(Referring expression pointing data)
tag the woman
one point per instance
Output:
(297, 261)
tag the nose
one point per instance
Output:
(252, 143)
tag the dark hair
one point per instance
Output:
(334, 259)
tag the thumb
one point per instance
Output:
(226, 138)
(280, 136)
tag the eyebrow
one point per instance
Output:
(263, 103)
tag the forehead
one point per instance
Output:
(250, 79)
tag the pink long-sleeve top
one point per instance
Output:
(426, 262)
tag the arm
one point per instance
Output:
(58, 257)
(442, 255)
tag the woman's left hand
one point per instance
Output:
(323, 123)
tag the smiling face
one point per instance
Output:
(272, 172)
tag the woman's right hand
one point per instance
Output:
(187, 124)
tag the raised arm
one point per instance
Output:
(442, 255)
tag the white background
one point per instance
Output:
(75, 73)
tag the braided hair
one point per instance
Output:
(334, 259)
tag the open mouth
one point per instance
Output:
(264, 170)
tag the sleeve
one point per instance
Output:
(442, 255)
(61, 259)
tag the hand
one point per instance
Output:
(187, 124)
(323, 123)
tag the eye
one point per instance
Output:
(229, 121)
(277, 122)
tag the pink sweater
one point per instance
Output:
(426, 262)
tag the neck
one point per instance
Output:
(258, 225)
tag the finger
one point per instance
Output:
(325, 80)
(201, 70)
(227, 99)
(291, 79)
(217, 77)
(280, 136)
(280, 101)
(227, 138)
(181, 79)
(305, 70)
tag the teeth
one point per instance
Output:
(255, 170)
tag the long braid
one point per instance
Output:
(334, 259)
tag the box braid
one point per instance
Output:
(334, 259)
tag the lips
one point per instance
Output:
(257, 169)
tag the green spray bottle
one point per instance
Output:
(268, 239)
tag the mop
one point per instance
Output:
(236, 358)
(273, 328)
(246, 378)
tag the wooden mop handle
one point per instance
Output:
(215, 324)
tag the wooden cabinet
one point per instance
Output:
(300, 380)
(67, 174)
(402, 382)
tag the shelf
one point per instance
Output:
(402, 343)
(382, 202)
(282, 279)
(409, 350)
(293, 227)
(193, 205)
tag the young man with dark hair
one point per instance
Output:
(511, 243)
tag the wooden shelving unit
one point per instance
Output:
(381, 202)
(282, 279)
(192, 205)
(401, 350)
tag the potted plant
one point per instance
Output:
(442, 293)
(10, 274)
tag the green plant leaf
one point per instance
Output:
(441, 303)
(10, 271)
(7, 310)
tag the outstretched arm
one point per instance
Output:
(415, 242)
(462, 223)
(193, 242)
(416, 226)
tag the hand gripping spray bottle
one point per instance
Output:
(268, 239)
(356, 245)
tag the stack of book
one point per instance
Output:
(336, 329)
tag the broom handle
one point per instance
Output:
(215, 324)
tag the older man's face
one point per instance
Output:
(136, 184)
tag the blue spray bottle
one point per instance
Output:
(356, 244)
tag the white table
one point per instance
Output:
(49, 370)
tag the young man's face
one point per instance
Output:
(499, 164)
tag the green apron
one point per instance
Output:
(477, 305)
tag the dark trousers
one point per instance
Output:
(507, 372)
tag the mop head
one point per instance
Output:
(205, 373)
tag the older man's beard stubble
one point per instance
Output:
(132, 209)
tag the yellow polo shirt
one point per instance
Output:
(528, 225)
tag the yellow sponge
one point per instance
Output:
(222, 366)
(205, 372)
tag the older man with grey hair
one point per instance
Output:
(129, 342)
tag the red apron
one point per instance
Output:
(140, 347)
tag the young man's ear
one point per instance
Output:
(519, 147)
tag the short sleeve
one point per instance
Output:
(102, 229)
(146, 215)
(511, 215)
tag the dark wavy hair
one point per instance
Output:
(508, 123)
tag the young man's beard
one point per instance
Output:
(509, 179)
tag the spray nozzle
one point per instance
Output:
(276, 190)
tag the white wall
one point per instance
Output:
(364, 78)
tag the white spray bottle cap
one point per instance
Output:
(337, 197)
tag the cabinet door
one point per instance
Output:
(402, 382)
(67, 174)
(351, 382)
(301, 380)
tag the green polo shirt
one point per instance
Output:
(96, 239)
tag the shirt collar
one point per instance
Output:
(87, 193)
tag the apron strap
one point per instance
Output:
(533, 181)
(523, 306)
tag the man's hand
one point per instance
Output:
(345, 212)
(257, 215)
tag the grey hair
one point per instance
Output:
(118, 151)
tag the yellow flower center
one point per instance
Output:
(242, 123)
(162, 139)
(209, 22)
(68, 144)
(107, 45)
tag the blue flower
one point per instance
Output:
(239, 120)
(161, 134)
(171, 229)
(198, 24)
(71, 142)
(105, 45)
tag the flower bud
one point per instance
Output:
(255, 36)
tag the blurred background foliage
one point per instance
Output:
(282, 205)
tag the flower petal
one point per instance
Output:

PROBLEM TO SOLVE ▸ Starting from the records above, filter out all lines except those containing the word "wooden".

RESPONSE TO THE EXERCISE ▸
tag the wooden mop handle
tag the wooden cabinet
tag the wooden shelving unit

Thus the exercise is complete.